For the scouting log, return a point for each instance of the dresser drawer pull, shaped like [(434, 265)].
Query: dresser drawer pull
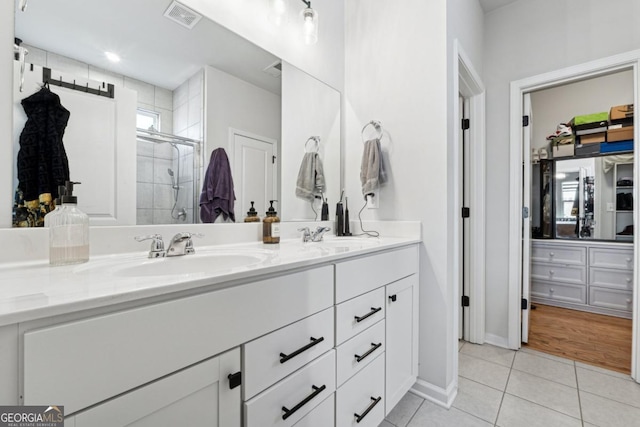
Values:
[(316, 391), (285, 357), (364, 414), (371, 350), (369, 314)]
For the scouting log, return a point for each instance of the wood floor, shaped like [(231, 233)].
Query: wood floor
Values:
[(595, 339)]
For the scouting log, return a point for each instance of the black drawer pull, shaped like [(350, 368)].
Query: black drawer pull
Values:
[(285, 357), (371, 350), (316, 391), (369, 314), (364, 414)]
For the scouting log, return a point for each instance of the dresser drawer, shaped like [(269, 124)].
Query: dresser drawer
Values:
[(559, 273), (360, 402), (323, 415), (362, 275), (618, 279), (610, 298), (611, 258), (359, 351), (276, 355), (298, 394), (559, 292), (358, 314), (558, 254)]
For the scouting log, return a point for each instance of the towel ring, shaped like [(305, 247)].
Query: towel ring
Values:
[(316, 142), (376, 125)]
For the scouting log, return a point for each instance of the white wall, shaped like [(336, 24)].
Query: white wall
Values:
[(309, 108), (324, 60), (524, 39)]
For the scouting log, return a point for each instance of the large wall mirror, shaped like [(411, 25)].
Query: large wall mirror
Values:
[(181, 91)]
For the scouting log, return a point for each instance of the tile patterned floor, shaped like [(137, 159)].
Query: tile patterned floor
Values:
[(499, 387)]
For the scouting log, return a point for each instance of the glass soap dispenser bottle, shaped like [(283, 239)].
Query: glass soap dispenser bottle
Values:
[(271, 226), (68, 231), (252, 215)]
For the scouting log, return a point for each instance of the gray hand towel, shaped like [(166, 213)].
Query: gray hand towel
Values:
[(372, 172), (310, 180)]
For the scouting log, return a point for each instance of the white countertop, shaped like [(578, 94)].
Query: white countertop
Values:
[(33, 290)]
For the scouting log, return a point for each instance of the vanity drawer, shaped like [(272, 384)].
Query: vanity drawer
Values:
[(274, 356), (610, 298), (558, 254), (359, 351), (559, 273), (322, 416), (618, 279), (311, 384), (611, 258), (357, 314), (363, 392), (362, 275), (554, 291), (103, 356)]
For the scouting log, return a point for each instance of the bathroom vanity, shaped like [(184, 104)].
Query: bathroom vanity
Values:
[(305, 334)]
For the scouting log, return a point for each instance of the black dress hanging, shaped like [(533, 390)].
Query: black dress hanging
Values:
[(42, 160)]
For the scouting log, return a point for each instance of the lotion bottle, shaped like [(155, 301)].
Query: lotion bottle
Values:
[(69, 231), (271, 226)]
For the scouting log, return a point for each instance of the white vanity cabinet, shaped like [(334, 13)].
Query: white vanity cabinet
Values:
[(588, 276)]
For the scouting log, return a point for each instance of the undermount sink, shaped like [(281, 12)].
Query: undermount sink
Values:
[(197, 264)]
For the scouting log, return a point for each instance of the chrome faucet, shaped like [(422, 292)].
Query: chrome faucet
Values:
[(313, 236), (157, 245), (181, 244)]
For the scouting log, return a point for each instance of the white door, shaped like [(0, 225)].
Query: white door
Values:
[(254, 172), (526, 217)]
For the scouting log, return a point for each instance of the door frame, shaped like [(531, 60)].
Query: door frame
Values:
[(624, 61), (467, 82)]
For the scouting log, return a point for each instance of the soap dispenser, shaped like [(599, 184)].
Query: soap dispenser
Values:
[(271, 226), (252, 215), (69, 231)]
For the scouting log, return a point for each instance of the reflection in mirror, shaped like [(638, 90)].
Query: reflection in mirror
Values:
[(199, 89)]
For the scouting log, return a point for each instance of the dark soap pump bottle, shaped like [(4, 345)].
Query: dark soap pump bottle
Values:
[(271, 226), (252, 215)]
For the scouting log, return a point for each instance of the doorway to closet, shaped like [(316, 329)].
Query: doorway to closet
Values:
[(558, 270)]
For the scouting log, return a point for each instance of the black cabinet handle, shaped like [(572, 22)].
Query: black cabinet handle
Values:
[(364, 414), (285, 357), (316, 391), (369, 314), (371, 350)]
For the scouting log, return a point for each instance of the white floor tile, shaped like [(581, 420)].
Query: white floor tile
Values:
[(546, 368), (547, 356), (610, 387), (482, 371), (431, 415), (404, 410), (547, 393), (516, 412), (501, 356), (478, 399), (607, 413)]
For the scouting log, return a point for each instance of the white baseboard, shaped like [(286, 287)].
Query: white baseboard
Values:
[(435, 394), (497, 341)]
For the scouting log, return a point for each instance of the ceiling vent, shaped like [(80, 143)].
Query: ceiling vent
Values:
[(182, 15), (274, 70)]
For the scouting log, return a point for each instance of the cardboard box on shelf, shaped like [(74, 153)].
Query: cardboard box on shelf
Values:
[(620, 134)]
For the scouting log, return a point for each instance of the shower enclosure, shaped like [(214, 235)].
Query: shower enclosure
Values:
[(168, 178)]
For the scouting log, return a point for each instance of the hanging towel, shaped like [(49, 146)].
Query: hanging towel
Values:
[(217, 196), (372, 172), (310, 177)]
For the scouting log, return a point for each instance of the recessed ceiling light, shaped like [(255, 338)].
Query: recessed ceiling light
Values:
[(112, 57)]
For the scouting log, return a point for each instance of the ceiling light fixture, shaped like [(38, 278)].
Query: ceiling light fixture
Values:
[(309, 23), (112, 57)]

::::

Please rewrite every line of the entries above in the stretch from the line containing "like [(305, 247)]." through the line containing "[(33, 290)]", shifting each coordinate in the answer values by -99. Leave all other lines, including their sample coordinates, as they are.

| Exercise result |
For the scouting log, return a point for each instance of the towel ring, shaped like [(305, 247)].
Query: towel ring
Values:
[(217, 43), (277, 26)]
For the scouting log, return a point for each instance of the white wall, shaped like [(336, 24)].
Query: white wall
Values:
[(210, 9), (225, -39), (425, -60)]
For the scouting log, return a point for each instance of the large wall mirror, shaped like [(411, 25)].
Query: large wall mirror
Values:
[(82, -8)]
For the scouting log, return a point for each instance of the tile patterned floor, shaped like [(137, 159)].
Query: tile patterned floor
Values:
[(400, 288)]
For the scouting log, return a point for each instance of the glass soap dispenser bottle, shaped like [(283, 239)].
Query: glass soap dispenser bottle
Values:
[(172, 127), (-31, 132), (153, 116)]
For the scouting log, return a point for each instance of the gray hand towel, shaped like [(166, 213)].
Query: gray hand towel
Values:
[(273, 73), (211, 81)]
For the scouting log, return a point for each instance of the white countertop, shaped like [(578, 94)].
Query: white countertop
Values:
[(-66, 191)]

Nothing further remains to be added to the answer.